▶ [ФРАГМЕНТ ДЛЯ ЧТЕНИЯ]
Происходит своеобразное удвоение стороны субъективности: медиадокументалистика не
только и не столько оформляет феноменологическую сторону предмета, другими словами, озабочена утверждением предмета как такового, но прежде всего она делает его воспроизводимым в нашем, исследующем (читательском, зрительском) сознании как элемент нашей он-
тологии. И в этом заключена колоссальная разница. Медиадокументалистика словно сама становится «предметом», в котором обрывается жизнь действительности и начинается новый, полный фантастических и замысловатых превращений процесс псевдобытия. Сознание юзера (потребителя информации), с его избыточной эмоциональной энергией, не замечает этой подмены, поскольку формальная, презентационная часть медийно «уничтоженного» предмета вполне отвечает нашим привычным представлениям о формах проявления бытия.
«Достоверность» предметов в медиареальности не требует подтверждений. Отсылая нас к простейшим формам восприятия, она тем самым снимает с нас естественную настроенность на истину. Вот почему конвенциональность такой документальной недостоверности замыкает мир на самом себе, заставляя человека определенным образом настраиваться на включенность в систему этого мира. «Полый человек» (в ницшеанском смысле) компенсируется не выстраданными субъективно-личностными, а якобы «объективно»-медийными смыслами, прикладывая усилие не в отношении самого себя, а в отношении своего медийного образа, своей информационной голограммы, находящейся в медиареальности. Усилие есть, должен, вероятно, как подсказывает житейская логика, быть и результат. Конвенциональность медиаповедения становится онтологической границей, разделяющей человека социального и человека медиареального, ставя эти две ипостаси в ситуацию имплицитного противопоставления. Социальный характер недостоверности преумножается самой этой недостоверностью, образующей, таким образом, знак равенства между социальным бытием и иллюзорным, мнимым бытием. Мнимая документальность, мнимая фактографичность медиареальности есть ее избыточное качество, не замыкающееся лишь в узком круге медийного мира, поскольку мнимое всегда шире существенного, поэтому неоспоримее и достовернее. Вот почему в конце концов мнимая документальность порождает мнимую социальность, которая не просто иллюзорна, а, в определенном смысле, антисоциальна.

▶ [ИСХОДНЫЕ ДАННЫЕ]
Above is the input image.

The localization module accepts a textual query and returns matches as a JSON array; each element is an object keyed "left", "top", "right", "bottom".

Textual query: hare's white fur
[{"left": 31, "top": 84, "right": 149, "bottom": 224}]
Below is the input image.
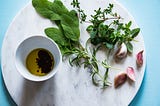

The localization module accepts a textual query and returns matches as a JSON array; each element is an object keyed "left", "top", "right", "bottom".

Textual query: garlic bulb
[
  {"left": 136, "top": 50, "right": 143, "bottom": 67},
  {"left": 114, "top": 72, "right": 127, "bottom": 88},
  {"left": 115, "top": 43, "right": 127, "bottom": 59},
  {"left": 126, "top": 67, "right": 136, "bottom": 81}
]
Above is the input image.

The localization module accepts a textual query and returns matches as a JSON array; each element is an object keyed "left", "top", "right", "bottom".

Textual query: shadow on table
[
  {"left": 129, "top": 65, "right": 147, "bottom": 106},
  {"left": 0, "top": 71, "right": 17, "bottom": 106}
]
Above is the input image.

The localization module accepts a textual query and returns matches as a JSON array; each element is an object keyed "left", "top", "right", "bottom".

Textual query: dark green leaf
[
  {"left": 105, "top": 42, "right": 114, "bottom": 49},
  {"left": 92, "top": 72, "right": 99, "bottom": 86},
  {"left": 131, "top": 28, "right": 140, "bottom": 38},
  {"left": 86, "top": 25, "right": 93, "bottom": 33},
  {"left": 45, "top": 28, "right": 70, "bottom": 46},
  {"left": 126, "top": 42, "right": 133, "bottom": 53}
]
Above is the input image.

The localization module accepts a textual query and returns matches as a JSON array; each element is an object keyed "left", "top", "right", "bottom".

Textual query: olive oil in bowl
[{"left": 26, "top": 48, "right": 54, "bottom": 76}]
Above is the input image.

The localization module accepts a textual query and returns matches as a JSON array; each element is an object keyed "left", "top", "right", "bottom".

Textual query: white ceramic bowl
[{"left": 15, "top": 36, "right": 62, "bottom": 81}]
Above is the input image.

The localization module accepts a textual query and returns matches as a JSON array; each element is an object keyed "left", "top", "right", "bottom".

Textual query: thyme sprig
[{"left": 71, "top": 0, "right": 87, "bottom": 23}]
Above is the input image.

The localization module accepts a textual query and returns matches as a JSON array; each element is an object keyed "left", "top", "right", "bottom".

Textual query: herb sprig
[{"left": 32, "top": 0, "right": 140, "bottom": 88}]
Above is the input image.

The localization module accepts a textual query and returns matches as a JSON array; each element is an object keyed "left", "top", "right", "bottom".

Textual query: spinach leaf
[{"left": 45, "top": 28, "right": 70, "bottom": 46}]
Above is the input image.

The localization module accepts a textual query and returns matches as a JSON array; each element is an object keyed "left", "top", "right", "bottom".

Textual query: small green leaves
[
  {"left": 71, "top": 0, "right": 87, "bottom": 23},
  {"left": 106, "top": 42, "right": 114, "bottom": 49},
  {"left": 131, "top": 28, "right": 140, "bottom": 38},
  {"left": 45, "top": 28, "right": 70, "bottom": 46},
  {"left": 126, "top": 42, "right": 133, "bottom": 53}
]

▶ [ЧТО ТРЕБУЕТСЯ]
A - Перепишите из фрагмента о медиадокументалистике всё, начиная со слов «Происходит своеобразное удвоение» и вплоть до слов «формах проявления бытия.».
B - Изложите основное содержание фрагмента о медиадокументалистике в двух предложениях.
C - Продолжите фрагмент о медиадокументалистике, начав сразу после его последнего предложения.

▶ [ОТВЕТЫ К ЗАДАНИЯМ]
A -
Происходит своеобразное удвоение стороны субъективности: медиадокументалистика не
только и не столько оформляет феноменологическую сторону предмета, другими словами, озабочена утверждением предмета как такового, но прежде всего она делает его воспроизводимым в нашем, исследующем (читательском, зрительском) сознании как элемент нашей он-
тологии. И в этом заключена колоссальная разница. Медиадокументалистика словно сама становится «предметом», в котором обрывается жизнь действительности и начинается новый, полный фантастических и замысловатых превращений процесс псевдобытия. Сознание юзера (потребителя информации), с его избыточной эмоциональной энергией, не замечает этой подмены, поскольку формальная, презентационная часть медийно «уничтоженного» предмета вполне отвечает нашим привычным представлениям о формах проявления бытия.

B - Медиадокументалистика делает предмет воспроизводимым в сознании читателя и зрителя как элемент его онтологии и тем самым замещает жизнь действительности процессом псевдобытия, чего сознание потребителя информации не замечает. Мнимая документальность медиареальности не требует подтверждений, снимает с человека настроенность на истину и в конце концов порождает мнимую социальность, которая в определенном смысле антисоциальна.

C -
Приведем несколько примеров. Так, повышенные суицидальные мотивы в психологических установках представителей некоторых молодежных субкультур (так называемые «готы» и «эмо кидс»), а также серия реальных самоубийств, грозившая превратиться в настоящую «вертеровскую» эпидемию, стали основанием для того, чтобы УФСБ по Нижегородской области весной 2008 года специально обратилось в
областное министерство образования с настоятельной рекомендацией проводить более тщательную и активную социальную работу с представителями данных молодежных субкультур. Медиареальность, понимаемая по-маклюэнски широко, не просто как реальность СМИ, но и как реальность любых медийных институтов, стала фактически уничтожать реальную социальность, или, вернее сказать, социальность Реального. К сожалению, волна суицидов вновь накрыла общество в 2012 году, и здесь очень характерна растерянность и непонимание социальных служб, системы образования причин этих трагедий, связанных, очевидно, с новым ментальным строем подростков, замешанным на виртуальных образах.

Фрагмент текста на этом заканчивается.